__Passage provided__.
==================================================
Paul J. CAMERON; Paul T. Ferris; Paul M. Gleason; Kenneth W. Rosenthal, Plaintiffs, Appellants, Kevin O'Keefe, Plaintiff. v. IDEARC MEDIA CORP., Defendant, Appellee, Local 1301 Communications Workers of America, AFL–CIO; George Alcott; Ed Raad; Kimberly Donahue; Todd Sanislow; Hewitt Associates, Inc., Defendants.
Appellants Paul J. Cameron, Paul T. Ferris, Paul M. Gleason, and Kenneth W. Rosenthal are former directory-advertising sales representatives in the Premise Sales unit of appellee Idearc Media Corporation (“Idearc”). Each was discharged in July 2007. Idearc says they were let go for poor performance; the employees allege that the terminations were motivated by age discrimination and a desire to negate pension benefits, and they also advance a retaliation claim. The district court rejected all of their claims.
The lawsuit revolves around Idearc's Minimum Standards Plan (“MSP”) included in its 2002 collective bargaining agreement (the “2002 CBA”) with Local 1301 of the Communications Workers of America (“the Union”). The 2002 CBA's terms governed the employment relationship between appellants and the company from June 2, 2002 to June 23, 2007. After the 2002 CBA expired, no CBA was in effect until December 7, 2008, when Idearc and the Union agreed to a new collective bargaining agreement (the “2008 CBA”).
The 2002 CBA's MSP authorized Idearc to terminate under-performing employees as specified by the plan. Employees were divided into three “channels”—Premise Sales, Senior Telephone Sales, and Telephone Sales—which were subdivided into seven “peer groups.”1 Employees in each peer group were ranked within six-month periods by “percent net gain”—which was calculated by comparing a salesperson's revenues against the revenue produced by his accounts in the previous year. Until January 2005, the bottom 30th percentile of each peer group in any semester “failed” that semester unless the employee met an alternative company-set net gain objective. 2002 CBA, art. 43.02.
==================================================
__Material__.
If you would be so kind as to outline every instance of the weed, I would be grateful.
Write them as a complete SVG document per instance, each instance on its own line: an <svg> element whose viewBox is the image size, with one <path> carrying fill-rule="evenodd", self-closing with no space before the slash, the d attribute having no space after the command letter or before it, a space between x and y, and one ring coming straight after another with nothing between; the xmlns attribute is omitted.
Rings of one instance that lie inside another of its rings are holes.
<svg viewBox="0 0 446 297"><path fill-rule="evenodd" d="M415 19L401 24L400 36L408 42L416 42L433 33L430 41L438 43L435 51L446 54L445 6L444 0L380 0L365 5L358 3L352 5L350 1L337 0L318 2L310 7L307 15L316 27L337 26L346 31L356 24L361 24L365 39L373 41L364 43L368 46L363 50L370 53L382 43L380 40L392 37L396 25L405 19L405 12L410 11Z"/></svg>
==================================================
__Request 1__.
Translate this sentence from the court opinion into French: "The district court rejected all of their claims."
__Request 2__.
Quote the court opinion word for word, starting with "The 2002 CBA's MSP" and going on through "CBA, art. 43.02.".

__Final result 1__.
Le tribunal de district a rejeté toutes leurs demandes.

__Final result 2__.
The 2002 CBA's MSP authorized Idearc to terminate under-performing employees as specified by the plan. Employees were divided into three “channels”—Premise Sales, Senior Telephone Sales, and Telephone Sales—which were subdivided into seven “peer groups.”1 Employees in each peer group were ranked within six-month periods by “percent net gain”—which was calculated by comparing a salesperson's revenues against the revenue produced by his accounts in the previous year. Until January 2005, the bottom 30th percentile of each peer group in any semester “failed” that semester unless the employee met an alternative company-set net gain objective. 2002 CBA, art. 43.02.